> ACTIONS TO TAKE
1. In the game preview, how many colored towers does each player control?
2. Change "towers" to "pillars" in the game preview, and give the passage from "By W. Eric Martin" to "and you win." with that change.

### SOURCE EXCERPT

Game Preview: Kamisado

By W. Eric Martin
September 22, 2008

Publisher: Burley Games
Game page: Kamisado
Designer: Peter Burley
Players: 2
Ages: 10+
Playing Time: 15-60 minutes
Release Date: October 2008
Price: €24
Links:

Kamisado is a gloriously colorful two-player abstract game that feels just as colorful during play. Each player controls eight colored towers that start on the backline of an 8x8 grid, which is composed of colored squares that match the colors of the towers. On the first turn, a player moves any tower any number of spaces either straight ahead or diagonally forward. Whichever color space he stops on determines which piece the opponent must move; similarly, the opponent’s move will determine which color piece you’ll move. Pieces can’t move sideways or backwards, so they’re constantly advancing toward the other player’s starting line. Land one of your pieces in that row, and you win.

Well, that’s one way to play: a short game that will last about 15 minutes, with the time possibly creeping upwards as you become more skilled at the look-ahead. Designer Peter Burley also has a point system for the game that introduces sumo rings. When an empty piece lands on the back row, it’s awarded a ring (worth one point). You then refill the back row of the board, with the loser deciding whether pieces on the board fill the back rows to the left or the right, guaranteeing diverse set-ups and openings. In future games, a piece with a sumo ring that starts its turn vertically adjacent to an opponent’s non-sumo piece can push it backward one space instead of its normal move; this push counts as the opponent’s turn, and you move again immediately, using the colored piece that matches the space onto which the pushed piece landed.

######
### GIVEN MATERIAL

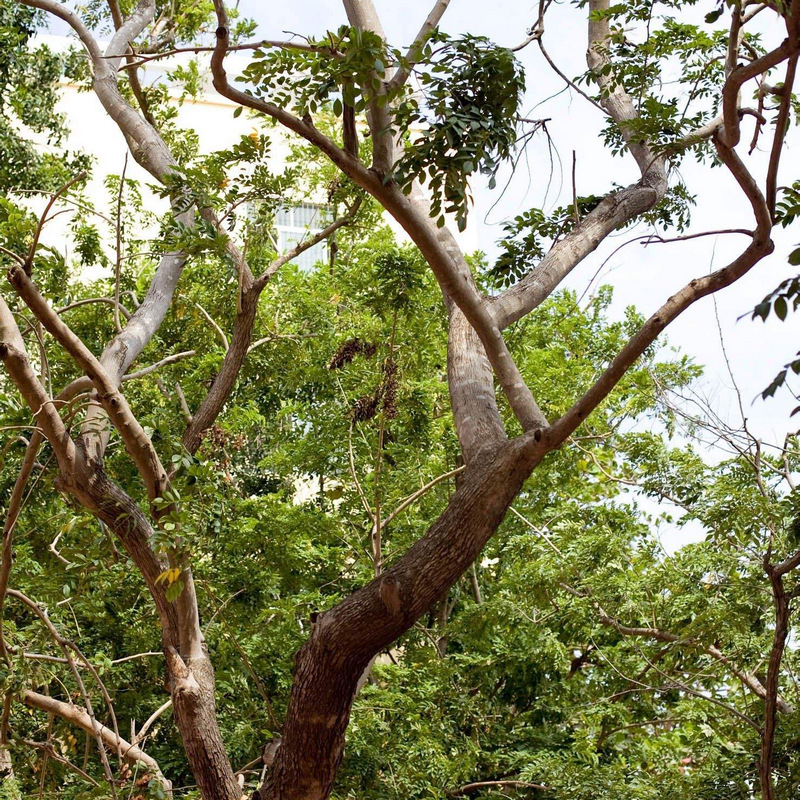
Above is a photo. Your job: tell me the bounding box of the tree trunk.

######

> LIST OF SOLUTIONS
1. Eight.

2.
By W. Eric Martin
September 22, 2008

Publisher: Burley Games
Game page: Kamisado
Designer: Peter Burley
Players: 2
Ages: 10+
Playing Time: 15-60 minutes
Release Date: October 2008
Price: €24
Links:

Kamisado is a gloriously colorful two-player abstract game that feels just as colorful during play. Each player controls eight colored pillars that start on the backline of an 8x8 grid, which is composed of colored squares that match the colors of the pillars. On the first turn, a player moves any tower any number of spaces either straight ahead or diagonally forward. Whichever color space he stops on determines which piece the opponent must move; similarly, the opponent’s move will determine which color piece you’ll move. Pieces can’t move sideways or backwards, so they’re constantly advancing toward the other player’s starting line. Land one of your pieces in that row, and you win.